*PASSAGE PROVIDED*
>>

There was a mass rush for the corporate vol-au-vents at the half-time whistle, and the moneyed classes were in no hurry to return. Roy Keane would have had something to say on the subject. Where was Austin Healey when we needed him?
Unfortunately for the Tigers, the rugby they continued to play made the finger buffet seem more attractive by the minute. Indeed, they might have had more chance of scoring a try had they traded in their back division for half-a-dozen lightly grilled mushrooms and a stick of celery.
It is now well over four hours since they crossed the opposition goal-line in a serious game of rugby – indeed, they have yet to register a five-pointer this season – and while their coach, Richard Cockerill, asserted that "nine points from three matches means there's a lot of teams in a worse position than us", it did not require the hearing powers of a bat to pick up mutterings of discontent among the rank-and-file supporters.
Cockerill added, not unreasonably, that while the acute shortage of tries was becoming a "bugbear", things would be very different when the likes of Toby Flood, Sam Vesty, Dan Hipkiss and Alesana Tuilagi regained their fitness. But Flood, for one, will not be around until November, by which time Leicester will have completed a third of their campaign. With the honourable exception of Anthony Allen, who did some nice things at inside centre on Saturday night, they are firing an awful lot of blanks.
The chief fascination here was how much forward pressure Newcastle could withstand before their walls came crashing down, Jericho-like. As it turned out, falling masonry was conspicuous by its absence. The Tynesiders scrummaged well at times, especially while the All Black prop Carl Hayman was a going concern, and worked hard to re-establish themselves at the line-out after a rough 50 minutes or so.
What was more, they defended with a passion that has not always accompanied them on their trips away from Kingston Park. At one point, they knocked their opponents out of the in-goal area and back to the 22-metre line with try-saving tackle after try-saving tackle.
Steve Bates, their director of rugby, talked a good deal afterwards about pride: his own in watching the team shut out the Tigers without the services of their first-choice half-backs, Micky Young and Jimmy Gopperth; his team's in pulling together for the entire 80 minutes, many of which they spent without the ball. Newcastle shed 23 players at the end of last season and recruited 17 new ones. If this level of unity can be developed in so short a space of time, there is every chance that this season's relegation scrap will happen without them.

<<

*BRIEF A*
Say whether each statement agrees with the rugby match report: (i) Toby Flood is expected back before November; (ii) Newcastle recruited 17 new players; (iii) Anthony Allen played at inside centre on Saturday night. For each one, give yes or no and quote the words from the report that settle it.
The records below are unrelated to the rugby match report.

*DATA FOR THIS TASK*
>>

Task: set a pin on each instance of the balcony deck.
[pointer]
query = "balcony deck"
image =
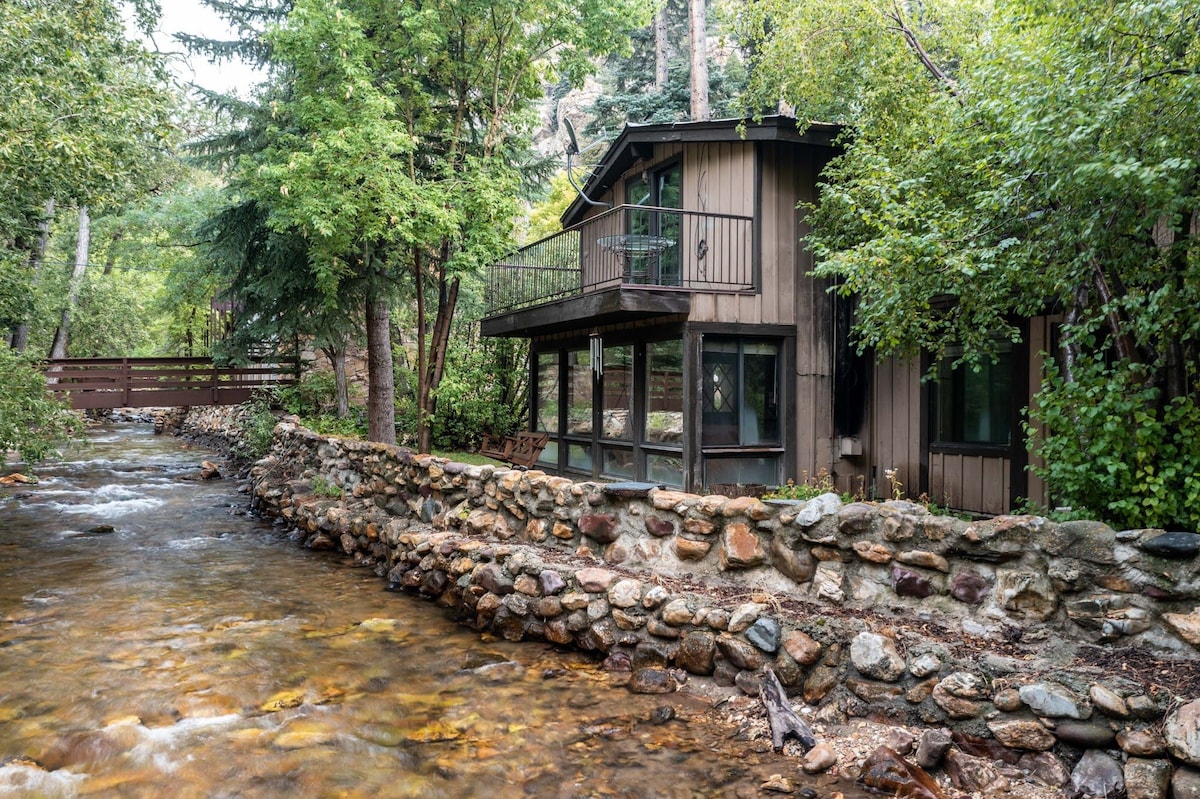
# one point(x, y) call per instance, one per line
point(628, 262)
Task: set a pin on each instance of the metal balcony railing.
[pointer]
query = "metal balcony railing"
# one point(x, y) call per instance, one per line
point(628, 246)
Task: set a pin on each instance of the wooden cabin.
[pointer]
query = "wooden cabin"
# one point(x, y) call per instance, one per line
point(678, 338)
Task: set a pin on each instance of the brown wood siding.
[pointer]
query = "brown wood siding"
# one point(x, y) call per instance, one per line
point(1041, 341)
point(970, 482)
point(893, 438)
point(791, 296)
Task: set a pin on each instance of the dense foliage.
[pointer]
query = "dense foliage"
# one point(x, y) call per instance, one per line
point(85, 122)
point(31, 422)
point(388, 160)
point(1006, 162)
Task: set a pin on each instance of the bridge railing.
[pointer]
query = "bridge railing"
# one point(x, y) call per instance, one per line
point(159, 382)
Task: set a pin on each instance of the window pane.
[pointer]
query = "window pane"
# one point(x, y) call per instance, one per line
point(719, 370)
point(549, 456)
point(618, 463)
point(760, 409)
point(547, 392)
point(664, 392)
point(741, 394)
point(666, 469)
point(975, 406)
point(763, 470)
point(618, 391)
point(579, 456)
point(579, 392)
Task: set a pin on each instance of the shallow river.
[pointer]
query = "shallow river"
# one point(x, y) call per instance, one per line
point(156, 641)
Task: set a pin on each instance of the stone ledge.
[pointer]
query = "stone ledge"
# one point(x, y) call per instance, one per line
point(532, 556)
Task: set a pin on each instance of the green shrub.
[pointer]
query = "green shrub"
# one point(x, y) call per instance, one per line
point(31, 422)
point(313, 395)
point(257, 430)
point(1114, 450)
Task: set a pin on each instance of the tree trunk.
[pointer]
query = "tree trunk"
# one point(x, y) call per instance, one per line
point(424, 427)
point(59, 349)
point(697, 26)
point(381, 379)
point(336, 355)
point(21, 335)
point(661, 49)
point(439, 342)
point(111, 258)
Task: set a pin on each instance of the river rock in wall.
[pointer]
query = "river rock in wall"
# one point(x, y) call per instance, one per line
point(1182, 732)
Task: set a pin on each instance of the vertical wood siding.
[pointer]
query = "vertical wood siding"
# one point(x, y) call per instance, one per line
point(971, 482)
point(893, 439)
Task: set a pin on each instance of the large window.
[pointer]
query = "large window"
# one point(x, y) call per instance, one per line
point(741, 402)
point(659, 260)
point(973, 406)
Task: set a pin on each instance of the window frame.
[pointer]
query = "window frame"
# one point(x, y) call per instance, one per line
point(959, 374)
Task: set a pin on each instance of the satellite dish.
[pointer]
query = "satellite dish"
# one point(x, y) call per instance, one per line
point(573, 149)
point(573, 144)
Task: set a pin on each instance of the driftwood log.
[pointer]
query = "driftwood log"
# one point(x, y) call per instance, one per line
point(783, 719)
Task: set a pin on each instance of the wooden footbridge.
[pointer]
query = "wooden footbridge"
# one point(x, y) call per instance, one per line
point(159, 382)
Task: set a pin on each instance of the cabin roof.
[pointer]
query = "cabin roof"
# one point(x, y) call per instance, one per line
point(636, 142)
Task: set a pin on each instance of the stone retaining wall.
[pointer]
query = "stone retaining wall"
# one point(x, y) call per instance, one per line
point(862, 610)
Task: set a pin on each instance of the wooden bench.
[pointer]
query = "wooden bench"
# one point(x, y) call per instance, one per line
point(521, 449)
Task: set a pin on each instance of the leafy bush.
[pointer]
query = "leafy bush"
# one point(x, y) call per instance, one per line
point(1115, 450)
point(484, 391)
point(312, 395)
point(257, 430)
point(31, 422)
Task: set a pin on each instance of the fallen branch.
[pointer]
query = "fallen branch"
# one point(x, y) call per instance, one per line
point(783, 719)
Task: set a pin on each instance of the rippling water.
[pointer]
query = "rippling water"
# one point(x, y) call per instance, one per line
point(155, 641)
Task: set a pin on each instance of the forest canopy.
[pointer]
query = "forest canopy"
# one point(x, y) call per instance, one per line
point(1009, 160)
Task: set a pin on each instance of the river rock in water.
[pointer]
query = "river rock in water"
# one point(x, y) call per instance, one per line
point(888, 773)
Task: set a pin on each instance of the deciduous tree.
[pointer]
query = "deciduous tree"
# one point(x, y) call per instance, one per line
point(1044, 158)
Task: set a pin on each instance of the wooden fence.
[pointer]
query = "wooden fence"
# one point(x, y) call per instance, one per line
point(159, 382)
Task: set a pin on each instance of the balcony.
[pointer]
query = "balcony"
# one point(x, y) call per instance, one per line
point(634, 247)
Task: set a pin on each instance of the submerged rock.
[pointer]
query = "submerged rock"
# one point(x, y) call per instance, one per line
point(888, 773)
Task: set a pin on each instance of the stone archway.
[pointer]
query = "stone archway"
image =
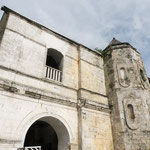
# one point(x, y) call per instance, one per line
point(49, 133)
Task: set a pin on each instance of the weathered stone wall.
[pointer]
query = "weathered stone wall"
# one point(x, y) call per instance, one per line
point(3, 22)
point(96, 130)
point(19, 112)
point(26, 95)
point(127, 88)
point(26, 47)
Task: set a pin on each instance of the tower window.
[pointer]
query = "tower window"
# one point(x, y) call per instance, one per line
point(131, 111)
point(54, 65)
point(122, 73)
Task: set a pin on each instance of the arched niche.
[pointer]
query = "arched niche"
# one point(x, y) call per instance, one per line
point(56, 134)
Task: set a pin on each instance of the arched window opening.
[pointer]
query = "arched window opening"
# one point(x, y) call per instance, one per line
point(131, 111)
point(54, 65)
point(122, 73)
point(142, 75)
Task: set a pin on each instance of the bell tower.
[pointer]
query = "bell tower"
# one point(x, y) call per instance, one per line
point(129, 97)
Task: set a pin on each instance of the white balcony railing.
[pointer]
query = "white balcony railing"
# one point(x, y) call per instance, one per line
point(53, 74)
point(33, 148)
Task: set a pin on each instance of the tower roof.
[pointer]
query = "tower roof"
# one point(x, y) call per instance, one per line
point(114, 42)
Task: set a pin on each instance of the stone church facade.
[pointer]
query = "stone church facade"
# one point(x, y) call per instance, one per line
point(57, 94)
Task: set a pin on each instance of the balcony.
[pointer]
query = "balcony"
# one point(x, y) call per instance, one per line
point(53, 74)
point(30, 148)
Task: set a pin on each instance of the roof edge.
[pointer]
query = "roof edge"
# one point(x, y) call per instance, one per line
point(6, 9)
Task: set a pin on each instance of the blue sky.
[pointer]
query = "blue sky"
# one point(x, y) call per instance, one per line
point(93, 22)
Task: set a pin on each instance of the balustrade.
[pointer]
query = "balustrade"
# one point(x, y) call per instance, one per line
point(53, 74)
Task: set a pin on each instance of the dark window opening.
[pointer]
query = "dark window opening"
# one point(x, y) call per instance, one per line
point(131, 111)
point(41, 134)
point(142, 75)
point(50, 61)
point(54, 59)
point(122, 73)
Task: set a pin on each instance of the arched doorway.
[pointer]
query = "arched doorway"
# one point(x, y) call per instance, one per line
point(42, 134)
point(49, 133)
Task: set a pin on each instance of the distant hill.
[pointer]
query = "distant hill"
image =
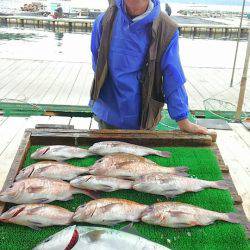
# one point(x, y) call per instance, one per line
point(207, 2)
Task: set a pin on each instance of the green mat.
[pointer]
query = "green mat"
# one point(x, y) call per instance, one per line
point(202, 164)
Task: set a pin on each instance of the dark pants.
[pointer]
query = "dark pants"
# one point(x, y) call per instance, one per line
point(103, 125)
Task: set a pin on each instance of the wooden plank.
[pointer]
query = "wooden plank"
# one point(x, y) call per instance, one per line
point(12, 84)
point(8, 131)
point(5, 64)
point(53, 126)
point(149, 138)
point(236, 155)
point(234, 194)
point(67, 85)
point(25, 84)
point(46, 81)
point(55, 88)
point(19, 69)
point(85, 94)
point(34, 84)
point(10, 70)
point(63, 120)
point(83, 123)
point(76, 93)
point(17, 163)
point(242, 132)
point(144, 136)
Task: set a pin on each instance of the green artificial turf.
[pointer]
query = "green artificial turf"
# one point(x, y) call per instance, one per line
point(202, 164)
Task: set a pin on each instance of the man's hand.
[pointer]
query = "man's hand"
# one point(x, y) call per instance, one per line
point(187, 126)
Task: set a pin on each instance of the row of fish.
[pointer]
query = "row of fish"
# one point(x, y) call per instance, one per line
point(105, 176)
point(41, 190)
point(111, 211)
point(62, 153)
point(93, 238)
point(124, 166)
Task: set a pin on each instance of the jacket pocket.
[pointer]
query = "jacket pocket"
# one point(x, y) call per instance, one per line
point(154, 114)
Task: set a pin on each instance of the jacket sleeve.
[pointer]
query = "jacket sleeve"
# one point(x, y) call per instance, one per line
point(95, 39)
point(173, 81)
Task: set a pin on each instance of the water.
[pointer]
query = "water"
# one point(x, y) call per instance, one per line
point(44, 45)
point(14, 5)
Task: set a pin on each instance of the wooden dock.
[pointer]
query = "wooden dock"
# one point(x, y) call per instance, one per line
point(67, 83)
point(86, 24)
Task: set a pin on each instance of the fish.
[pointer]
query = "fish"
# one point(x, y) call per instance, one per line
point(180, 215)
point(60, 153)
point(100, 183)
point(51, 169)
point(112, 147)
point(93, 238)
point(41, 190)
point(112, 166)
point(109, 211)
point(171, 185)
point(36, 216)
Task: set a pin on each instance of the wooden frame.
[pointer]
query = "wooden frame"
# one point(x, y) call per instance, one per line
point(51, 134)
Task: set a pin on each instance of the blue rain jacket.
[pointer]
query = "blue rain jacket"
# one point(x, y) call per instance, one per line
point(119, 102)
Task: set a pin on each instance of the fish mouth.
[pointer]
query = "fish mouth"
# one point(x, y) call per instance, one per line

<<

*BRIEF B*
Edit the records from their first line through the line that contains "point(791, 296)", both ends included, swapping "set a pin" for "place a marker" and changing nothing else. Output only those lines and leave out the pictures.

*CORRECT ANSWER A*
(i) No: "Flood, for one, will not be around until November"
(ii) Yes: "Newcastle shed 23 players at the end of last season and recruited 17 new ones"
(iii) Yes: "Anthony Allen, who did some nice things at inside centre on Saturday night"

*CORRECT ANSWER B*
Task: place a marker on each instance of the balcony deck.
[pointer]
query = "balcony deck"
image =
# one point(x, y) call per instance, one per line
point(628, 262)
Task: place a marker on each instance of the metal balcony railing.
[pointer]
query = "metal balcony railing"
# one point(x, y) call per instance, one per line
point(628, 246)
Task: place a marker on each instance of the wooden cabin.
[pointer]
query = "wooden cabin"
# one point(x, y) call per instance, one per line
point(678, 338)
Task: place a marker on each instance of the brown wood siding.
[pointer]
query = "brown wood siding"
# one point(x, y) call per instance, one per line
point(1041, 341)
point(970, 482)
point(893, 438)
point(791, 296)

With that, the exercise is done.